**What this task involves:**
List every line in the entries below that contains the word "jeans", copying each such line in full.

**Extracted records:**
----------
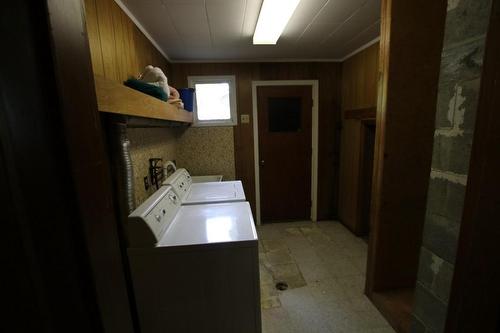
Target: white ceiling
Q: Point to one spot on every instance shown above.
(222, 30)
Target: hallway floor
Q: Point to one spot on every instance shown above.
----------
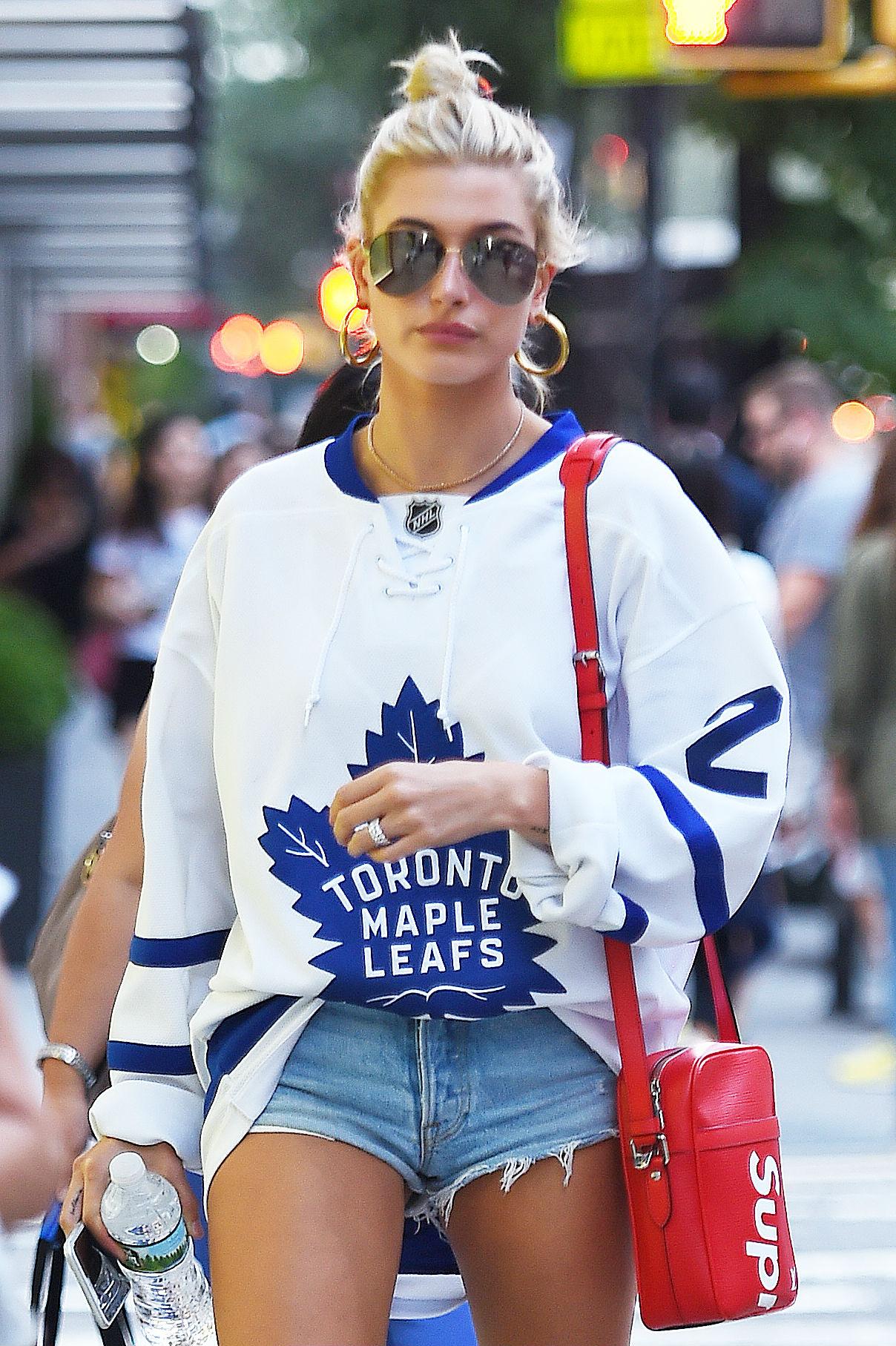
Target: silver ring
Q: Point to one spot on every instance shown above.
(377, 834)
----------
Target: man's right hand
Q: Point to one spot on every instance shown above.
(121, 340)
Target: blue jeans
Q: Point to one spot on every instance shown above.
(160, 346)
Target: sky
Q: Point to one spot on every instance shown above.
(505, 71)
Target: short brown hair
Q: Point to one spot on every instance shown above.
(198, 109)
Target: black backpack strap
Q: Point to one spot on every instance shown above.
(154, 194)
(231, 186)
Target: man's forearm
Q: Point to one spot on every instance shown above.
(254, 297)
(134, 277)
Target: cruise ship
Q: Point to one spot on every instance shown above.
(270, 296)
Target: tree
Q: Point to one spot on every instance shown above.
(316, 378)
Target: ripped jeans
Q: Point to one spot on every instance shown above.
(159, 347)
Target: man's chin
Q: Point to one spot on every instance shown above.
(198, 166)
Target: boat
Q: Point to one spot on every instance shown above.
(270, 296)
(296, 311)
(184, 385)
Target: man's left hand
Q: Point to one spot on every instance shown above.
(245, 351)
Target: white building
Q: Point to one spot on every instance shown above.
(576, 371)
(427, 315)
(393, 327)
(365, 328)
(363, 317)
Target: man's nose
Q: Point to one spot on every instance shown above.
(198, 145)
----------
**Answer to the task:**
Target: blue jeans
Target: ripped jeans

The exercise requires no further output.